*** EXERCISE PASSAGE ***

A new report from actuaries at the US-based Insurance Information Institute (III) and Milliman says property and casualty underwriting profitability will have its worst year since 2011, as significant disaster events and global economic uncertainty compound a hard insurance market.
The findings report the industry’s combined ratio – which measures profitability on a scale of 100, with below 100 representing a profit and above 100 as a loss – was 105.6, a significant worsening from last year’s 99.5.
Inflationary pressures, supply chain disruptions and geopolitical risk are all labelled as crucial contributors to the losses, with constraints expected to continue into next year.
“2023 is gearing up to be yet another year of historical volatility. Stubbornly high inflation, the threat of a recession, and increases in unemployment top our list of economic risks,” III Head of Economics and Analytics Michel Leonard said.
Mr Leonard warns of destabilising geopolitical risks as among other concerning issues for the market to consider.
“Russia’s weaponisation of gas supplies to Europe, China’s ongoing military exercises threatening Taiwan, and the potential for electoral disturbances in the US contribute to making geopolitical risk the highest in decades,” he said.
III Chief Insurance Officer Dale Porfilio forecasts that insurance premiums will have risen by 8.8% for the year and will increase by 8.9% for next year as the industry continues to deal with a hard market.
The report expects catastrophic losses to reach similar levels to 2017, primarily due to Hurricane Ian.
Losses are expected to worsen for personal auto sectors as overall driving usage returns to pre-pandemic levels.
“Low miles driven in the first year of the pandemic contributed to favourable experience. Since then, miles driven has largely returned to 2019 levels, but with riskier driving behaviours, such as distracted driving, and higher inflation,” Mr Porfilio said.
“Supply chain disruption, labour shortages and costlier replacement parts are all contributing to current and future loss pressures.”
President of Moore Actuarial Consulting Dave Moore says that general liability is forecast to make an underwriting profit between 2022-2024, with premium growth remaining “strong from the hard market”.

*** End of EXERCISE PASSAGE ***
*** INFORMATION PROVIDED ***

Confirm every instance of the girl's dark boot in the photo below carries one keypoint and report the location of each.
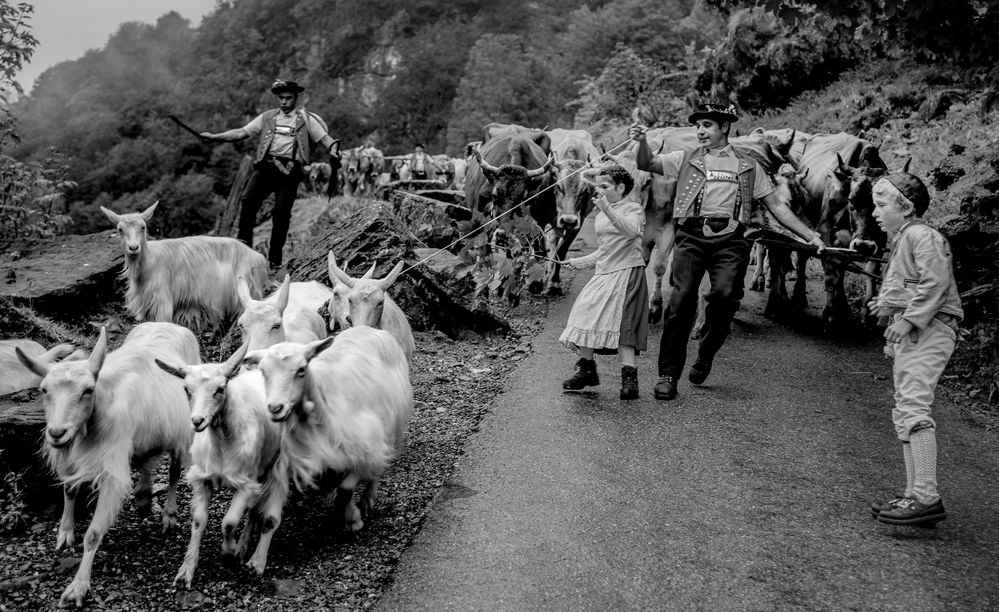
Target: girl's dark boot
(629, 382)
(585, 376)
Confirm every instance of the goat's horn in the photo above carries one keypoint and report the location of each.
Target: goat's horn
(336, 274)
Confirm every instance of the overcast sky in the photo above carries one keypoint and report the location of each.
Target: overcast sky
(66, 29)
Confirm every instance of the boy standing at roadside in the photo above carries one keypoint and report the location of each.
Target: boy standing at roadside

*** End of INFORMATION PROVIDED ***

§ SET OF TASKS:
a – Name each person mentioned in the insurance profitability article, along with the title it gives them.
b – Please output the part of the insurance profitability article starting at "The findings report" and ending at "Michel Leonard said.".

§ RESPONSES FOR EACH TASK:
a –
Michel Leonard: III Head of Economics and Analytics
Dale Porfilio: III Chief Insurance Officer
Dave Moore: President of Moore Actuarial Consulting

b –
The findings report the industry’s combined ratio – which measures profitability on a scale of 100, with below 100 representing a profit and above 100 as a loss – was 105.6, a significant worsening from last year’s 99.5.
Inflationary pressures, supply chain disruptions and geopolitical risk are all labelled as crucial contributors to the losses, with constraints expected to continue into next year.
“2023 is gearing up to be yet another year of historical volatility. Stubbornly high inflation, the threat of a recession, and increases in unemployment top our list of economic risks,” III Head of Economics and Analytics Michel Leonard said.